Exercise set
1. The Seal Rock history text says the Alsi split their villages into seasonal homesteads. In one to three sentences, explain why they did this, according to the text.
2. Resume the Seal Rock history text after its last sentence, keeping its tone and subject.

Text shown
Seal Rock, Oregon
Early History of Seal Rock

Very little has been documented about this unique and unspoiled landscape, but this history project - 2 years in the making - hopes to change that.


SEAL ROCK is a place where salal, huckleberry, and rhododendron grow abundantly along this coastal expanse of the Pacific Coast Highway. Fir, pine, cedar, spruce and hemlock trees appear brilliantly green in winter against dormant bracken fern, bare-limbed deciduous trees, and burned-over areas. The flowers of the rhododendron are reflected in small, brackish lakes in the hollows and water lilies poke their heads out of their beaver cultivated marshes all year long.(1)

 
Huckleberry Bushes & Salal by B. Goody

In springtime, the massed rhododendron blossoms are so striking that less showy blooms, such as heather, blue lupine and scarlet paintbrush are often overlooked. Sand grasses, as well as the yellow sand verbena (whose roots were eaten by local Indians), carpet the ground.(1)

 
Fox Creek Pond and Natural Marsh by B. Goody

The community of SEAL Rock was originally known as Seal Illahe. The word 'Illahe' signifies earth or stone in a long ago language of local natives, the Alsi Indians, who once flourished here. These were believed to be descendants of the Paleo-Indians who were thought to have crossed the land bridge from Siberia into Alaska during the last ice age. It is estimated that the Alsi may have reached the Oregon coast as far back as 8,000 years ago.(2)

 
Forest Trail and Great Heron by B. Goody

The Alsi referred to themselves as the "Wusitslum", which meant they were people who inhabited the lands along the central coast. There is evidence they lived in the areas from Beaver Creek (near Ona Beach) down to Cape Perpetua (near Yachats) to the south and at some locations near inland hills. Their villages were separated into societal homesteads for seasonal uses. This was perhaps a precursory notion of having a "summer home" at the coast, but it was done out of survival and the need to follow resources available at different times of the year.(2)


Salmonberry by B. Goody
During spring they lived in shellfish camps where they collected sea mammals, birds and shellfish for food. In summer, they would use hunting camps in the hilly areas inland form the coastal shores to hunt for elk, deer and other fur-bearing animals and to gather nutritious and plentiful plants, roots and berries. Autumn meant a return to the coastal and river areas where the salmon began their annual run, becoming the staple of the Alsi diet. Fishing camps were set up which allowed them to hunt using spears, nets and woven baskets to bring in the salmon. During winter, the Alsi returned to their plank-house villages to feast on smoked food they had preserved for the lean months while awaiting the return of spring.(2)

Excerpted records
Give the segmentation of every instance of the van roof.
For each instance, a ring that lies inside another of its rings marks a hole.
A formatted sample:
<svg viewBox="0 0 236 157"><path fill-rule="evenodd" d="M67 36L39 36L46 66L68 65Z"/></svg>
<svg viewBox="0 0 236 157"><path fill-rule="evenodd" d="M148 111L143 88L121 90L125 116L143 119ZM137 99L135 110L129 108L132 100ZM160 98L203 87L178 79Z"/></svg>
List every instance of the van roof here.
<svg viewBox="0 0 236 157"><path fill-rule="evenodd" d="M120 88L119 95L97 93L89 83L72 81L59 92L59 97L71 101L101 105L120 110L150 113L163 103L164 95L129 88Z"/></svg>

Task-by-task results
1. The Alsi did not set up seasonal homesteads as a kind of early "summer home" for pleasure. They did it to survive, because they needed to follow the resources that were available at different times of the year.

2.
Native Woven Baskets
Woven baskets, such as those pictures here were used to collect plant leaves from the Douglas Fir, Wild Blackberry, Yerba Buena, Pipisswea, Labrador Tea and 'Wild Lettuce', which were then dried and used for teas.(2)

There were generally three tribes that inhabited this area of the central Oregon coast. Many tribes held their own slaves. "Though generally at odds with each other, there were times when, feuds laid aside, the hunting tribes visited their neighbors by the ocean in peace, bringing with them the spoils of the chase to exchange for the sea fish and shell fish of the Alsi. Then, fires were lighted and feasting and jollity went on day after day together."(2)

There were also the 'Klickitats' who hunted in the woods and over the mountains to the south; and the 'Drift Creek Indians' whose homes were scattered through the heavy timber 'round Table Mountain and on the streams leading thereabouts, to the east and northeast of Alsea. The 'Alsi' inhabited the areas by what is now called 'Alsea Bay' and they hunted on the coast and were considered a people of fishers.

The rock formations that still stand to green visitors at SEAL ROCK viewpoint were, at that time, a breeding ground for the Stellar Seal and sea lion colonies and a place for the Alsi to hunt for food.(3) They were coastal and riverine people, wealthy in dentalia shells; they hunted seals for the meat and wore robes made of seal skin.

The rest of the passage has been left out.